■ TASK BRIEF: Turn the lines of the listing below, starting at the line containing "Wildlife-survey input: mark every instance of the coat lapel" and ending at the line containing "point(308, 70)", into a Markdown table with the columns Row and Line. Include both end lines and leave out any blank lines.
== RECORDED INFORMATION ==
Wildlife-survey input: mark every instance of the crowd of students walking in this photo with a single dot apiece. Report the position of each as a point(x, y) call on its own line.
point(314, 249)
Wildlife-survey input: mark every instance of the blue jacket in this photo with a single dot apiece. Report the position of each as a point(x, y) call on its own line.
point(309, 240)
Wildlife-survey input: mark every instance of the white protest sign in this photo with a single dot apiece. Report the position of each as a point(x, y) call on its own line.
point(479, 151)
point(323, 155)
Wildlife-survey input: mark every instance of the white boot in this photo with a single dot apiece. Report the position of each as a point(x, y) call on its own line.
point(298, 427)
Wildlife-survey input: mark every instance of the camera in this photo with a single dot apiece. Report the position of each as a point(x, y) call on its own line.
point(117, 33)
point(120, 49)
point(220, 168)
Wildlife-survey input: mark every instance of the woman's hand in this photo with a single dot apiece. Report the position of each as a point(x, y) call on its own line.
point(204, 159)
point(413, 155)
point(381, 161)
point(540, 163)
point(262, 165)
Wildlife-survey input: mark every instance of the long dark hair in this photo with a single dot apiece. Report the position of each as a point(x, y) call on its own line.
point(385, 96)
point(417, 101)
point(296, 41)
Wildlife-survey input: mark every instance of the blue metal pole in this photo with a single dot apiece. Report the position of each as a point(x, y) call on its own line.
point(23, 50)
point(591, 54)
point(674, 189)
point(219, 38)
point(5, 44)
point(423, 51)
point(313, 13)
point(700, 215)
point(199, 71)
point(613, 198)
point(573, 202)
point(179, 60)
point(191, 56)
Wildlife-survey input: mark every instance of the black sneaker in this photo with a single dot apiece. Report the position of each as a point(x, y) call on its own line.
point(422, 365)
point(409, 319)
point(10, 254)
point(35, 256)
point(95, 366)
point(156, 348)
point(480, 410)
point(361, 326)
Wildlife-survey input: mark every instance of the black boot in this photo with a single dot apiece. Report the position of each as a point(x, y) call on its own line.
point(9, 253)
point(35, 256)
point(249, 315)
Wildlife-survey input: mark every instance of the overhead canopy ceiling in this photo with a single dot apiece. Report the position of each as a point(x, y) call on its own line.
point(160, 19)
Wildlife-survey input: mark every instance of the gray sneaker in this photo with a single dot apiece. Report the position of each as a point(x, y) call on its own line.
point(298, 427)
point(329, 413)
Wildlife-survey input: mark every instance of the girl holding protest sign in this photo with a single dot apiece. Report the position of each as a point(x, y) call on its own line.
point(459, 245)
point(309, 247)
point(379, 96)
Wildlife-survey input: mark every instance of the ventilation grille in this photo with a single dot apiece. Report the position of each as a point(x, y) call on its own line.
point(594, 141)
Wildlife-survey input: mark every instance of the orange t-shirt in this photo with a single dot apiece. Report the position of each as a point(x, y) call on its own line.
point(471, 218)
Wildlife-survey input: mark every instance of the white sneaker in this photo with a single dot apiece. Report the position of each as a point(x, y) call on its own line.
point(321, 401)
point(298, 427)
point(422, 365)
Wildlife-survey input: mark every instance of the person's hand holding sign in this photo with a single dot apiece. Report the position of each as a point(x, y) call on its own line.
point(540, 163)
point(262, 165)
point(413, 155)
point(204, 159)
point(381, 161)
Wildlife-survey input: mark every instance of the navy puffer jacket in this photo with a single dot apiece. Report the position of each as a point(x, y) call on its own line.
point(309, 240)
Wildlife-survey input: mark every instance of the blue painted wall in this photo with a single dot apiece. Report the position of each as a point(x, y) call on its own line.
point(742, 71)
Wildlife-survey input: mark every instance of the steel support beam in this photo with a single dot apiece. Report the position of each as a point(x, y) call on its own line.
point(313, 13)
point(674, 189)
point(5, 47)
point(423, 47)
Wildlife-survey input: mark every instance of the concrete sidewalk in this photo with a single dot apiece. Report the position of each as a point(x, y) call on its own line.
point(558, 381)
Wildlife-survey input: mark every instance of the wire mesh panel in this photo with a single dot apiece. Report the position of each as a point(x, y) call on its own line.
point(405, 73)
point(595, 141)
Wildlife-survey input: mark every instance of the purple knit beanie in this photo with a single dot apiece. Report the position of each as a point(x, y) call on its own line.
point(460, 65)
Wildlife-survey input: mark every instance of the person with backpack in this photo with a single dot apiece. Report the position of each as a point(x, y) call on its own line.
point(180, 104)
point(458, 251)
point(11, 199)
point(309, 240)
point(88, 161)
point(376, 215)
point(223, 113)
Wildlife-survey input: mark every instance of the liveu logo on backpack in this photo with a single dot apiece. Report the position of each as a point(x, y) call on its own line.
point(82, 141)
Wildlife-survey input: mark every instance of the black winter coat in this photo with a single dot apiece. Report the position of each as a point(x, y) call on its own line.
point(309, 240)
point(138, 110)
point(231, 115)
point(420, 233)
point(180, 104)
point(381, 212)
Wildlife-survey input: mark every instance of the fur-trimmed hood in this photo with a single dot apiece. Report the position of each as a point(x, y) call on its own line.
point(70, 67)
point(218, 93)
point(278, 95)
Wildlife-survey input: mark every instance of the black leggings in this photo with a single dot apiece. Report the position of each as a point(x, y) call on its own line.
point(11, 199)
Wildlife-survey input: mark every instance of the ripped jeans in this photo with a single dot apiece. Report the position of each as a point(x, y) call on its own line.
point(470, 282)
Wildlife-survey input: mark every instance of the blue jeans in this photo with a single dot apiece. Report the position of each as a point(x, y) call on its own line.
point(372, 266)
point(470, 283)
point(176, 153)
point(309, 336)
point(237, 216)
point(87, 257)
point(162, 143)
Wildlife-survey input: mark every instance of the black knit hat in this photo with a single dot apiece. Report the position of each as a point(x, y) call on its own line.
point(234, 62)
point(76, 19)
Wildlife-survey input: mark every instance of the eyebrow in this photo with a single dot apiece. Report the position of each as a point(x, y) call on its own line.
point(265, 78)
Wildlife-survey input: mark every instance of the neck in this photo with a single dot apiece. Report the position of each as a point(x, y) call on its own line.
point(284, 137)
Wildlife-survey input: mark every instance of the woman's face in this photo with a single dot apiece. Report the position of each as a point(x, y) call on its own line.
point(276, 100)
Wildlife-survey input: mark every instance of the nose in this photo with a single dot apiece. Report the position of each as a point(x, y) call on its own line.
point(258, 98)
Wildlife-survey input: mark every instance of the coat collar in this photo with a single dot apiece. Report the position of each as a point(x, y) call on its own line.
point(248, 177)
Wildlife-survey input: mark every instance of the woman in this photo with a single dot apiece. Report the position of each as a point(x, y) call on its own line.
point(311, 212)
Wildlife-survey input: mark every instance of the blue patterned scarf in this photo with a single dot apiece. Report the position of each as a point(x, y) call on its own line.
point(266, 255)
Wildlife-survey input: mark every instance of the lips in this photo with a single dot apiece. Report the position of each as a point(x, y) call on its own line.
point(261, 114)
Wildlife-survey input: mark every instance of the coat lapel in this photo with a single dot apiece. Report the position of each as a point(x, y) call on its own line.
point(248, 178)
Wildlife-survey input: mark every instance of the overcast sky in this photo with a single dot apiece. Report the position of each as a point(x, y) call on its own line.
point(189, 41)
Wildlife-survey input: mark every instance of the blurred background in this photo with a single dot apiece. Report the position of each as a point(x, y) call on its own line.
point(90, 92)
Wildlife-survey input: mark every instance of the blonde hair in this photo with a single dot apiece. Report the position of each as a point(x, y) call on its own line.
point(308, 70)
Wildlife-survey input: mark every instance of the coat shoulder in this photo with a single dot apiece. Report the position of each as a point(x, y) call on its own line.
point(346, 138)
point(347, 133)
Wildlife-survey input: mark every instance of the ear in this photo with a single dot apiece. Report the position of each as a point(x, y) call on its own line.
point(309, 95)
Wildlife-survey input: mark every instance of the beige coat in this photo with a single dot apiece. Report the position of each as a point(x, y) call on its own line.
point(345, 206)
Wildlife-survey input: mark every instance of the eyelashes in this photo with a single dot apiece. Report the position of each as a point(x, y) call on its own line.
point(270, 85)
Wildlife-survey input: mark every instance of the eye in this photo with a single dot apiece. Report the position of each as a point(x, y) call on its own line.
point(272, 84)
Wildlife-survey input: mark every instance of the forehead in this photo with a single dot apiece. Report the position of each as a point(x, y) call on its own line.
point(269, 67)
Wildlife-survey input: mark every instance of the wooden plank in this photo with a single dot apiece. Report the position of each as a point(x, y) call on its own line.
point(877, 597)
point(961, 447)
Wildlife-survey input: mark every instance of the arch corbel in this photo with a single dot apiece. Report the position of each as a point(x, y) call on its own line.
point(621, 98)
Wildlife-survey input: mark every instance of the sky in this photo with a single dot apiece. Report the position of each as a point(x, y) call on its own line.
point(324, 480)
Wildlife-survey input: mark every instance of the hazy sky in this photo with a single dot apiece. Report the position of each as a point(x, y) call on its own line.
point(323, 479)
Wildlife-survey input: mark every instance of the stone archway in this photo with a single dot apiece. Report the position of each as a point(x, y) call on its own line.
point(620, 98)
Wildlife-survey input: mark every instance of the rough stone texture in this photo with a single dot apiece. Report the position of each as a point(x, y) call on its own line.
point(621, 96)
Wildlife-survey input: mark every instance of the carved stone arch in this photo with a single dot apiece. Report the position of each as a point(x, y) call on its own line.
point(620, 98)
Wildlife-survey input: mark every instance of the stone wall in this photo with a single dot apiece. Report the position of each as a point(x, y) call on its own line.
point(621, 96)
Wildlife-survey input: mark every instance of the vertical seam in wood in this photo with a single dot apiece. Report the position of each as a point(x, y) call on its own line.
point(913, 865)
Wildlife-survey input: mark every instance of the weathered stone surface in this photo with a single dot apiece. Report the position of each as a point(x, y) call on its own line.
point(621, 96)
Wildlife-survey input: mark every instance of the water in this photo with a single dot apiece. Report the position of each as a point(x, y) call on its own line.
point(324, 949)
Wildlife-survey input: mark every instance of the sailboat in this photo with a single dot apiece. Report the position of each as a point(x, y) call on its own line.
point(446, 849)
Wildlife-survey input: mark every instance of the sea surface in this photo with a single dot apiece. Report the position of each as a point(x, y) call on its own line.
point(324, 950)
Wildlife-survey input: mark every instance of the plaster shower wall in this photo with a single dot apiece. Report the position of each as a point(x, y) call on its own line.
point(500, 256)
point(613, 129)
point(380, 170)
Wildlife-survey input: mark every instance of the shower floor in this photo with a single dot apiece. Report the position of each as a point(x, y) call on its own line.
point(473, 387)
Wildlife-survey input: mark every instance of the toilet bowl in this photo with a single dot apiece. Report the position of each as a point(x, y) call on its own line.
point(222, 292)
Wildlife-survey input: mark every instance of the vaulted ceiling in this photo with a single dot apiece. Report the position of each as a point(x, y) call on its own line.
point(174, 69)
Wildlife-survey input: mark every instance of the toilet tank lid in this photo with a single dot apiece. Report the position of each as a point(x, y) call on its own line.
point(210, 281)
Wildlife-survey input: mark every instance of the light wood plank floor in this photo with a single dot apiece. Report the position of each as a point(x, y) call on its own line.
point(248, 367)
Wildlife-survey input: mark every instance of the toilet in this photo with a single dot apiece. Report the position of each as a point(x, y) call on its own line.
===
■ SOLVED PROBLEM:
| Row | Line |
|---|---|
| 1 | Wildlife-survey input: mark every instance of the coat lapel in this photo with a single dot apiece. Report the position of each as a point(x, y) call on its own line. |
| 2 | point(248, 178) |
| 3 | Wildlife-survey input: mark every instance of the overcast sky in this photo with a single dot apiece. Report the position of each as a point(x, y) call on its own line. |
| 4 | point(189, 41) |
| 5 | Wildlife-survey input: mark every instance of the blurred background in this photo with a single dot apiece. Report the position of each as a point(x, y) call on its own line. |
| 6 | point(90, 92) |
| 7 | Wildlife-survey input: mark every instance of the blonde hair in this photo with a single dot apiece. Report the position of each as a point(x, y) call on its own line. |
| 8 | point(308, 70) |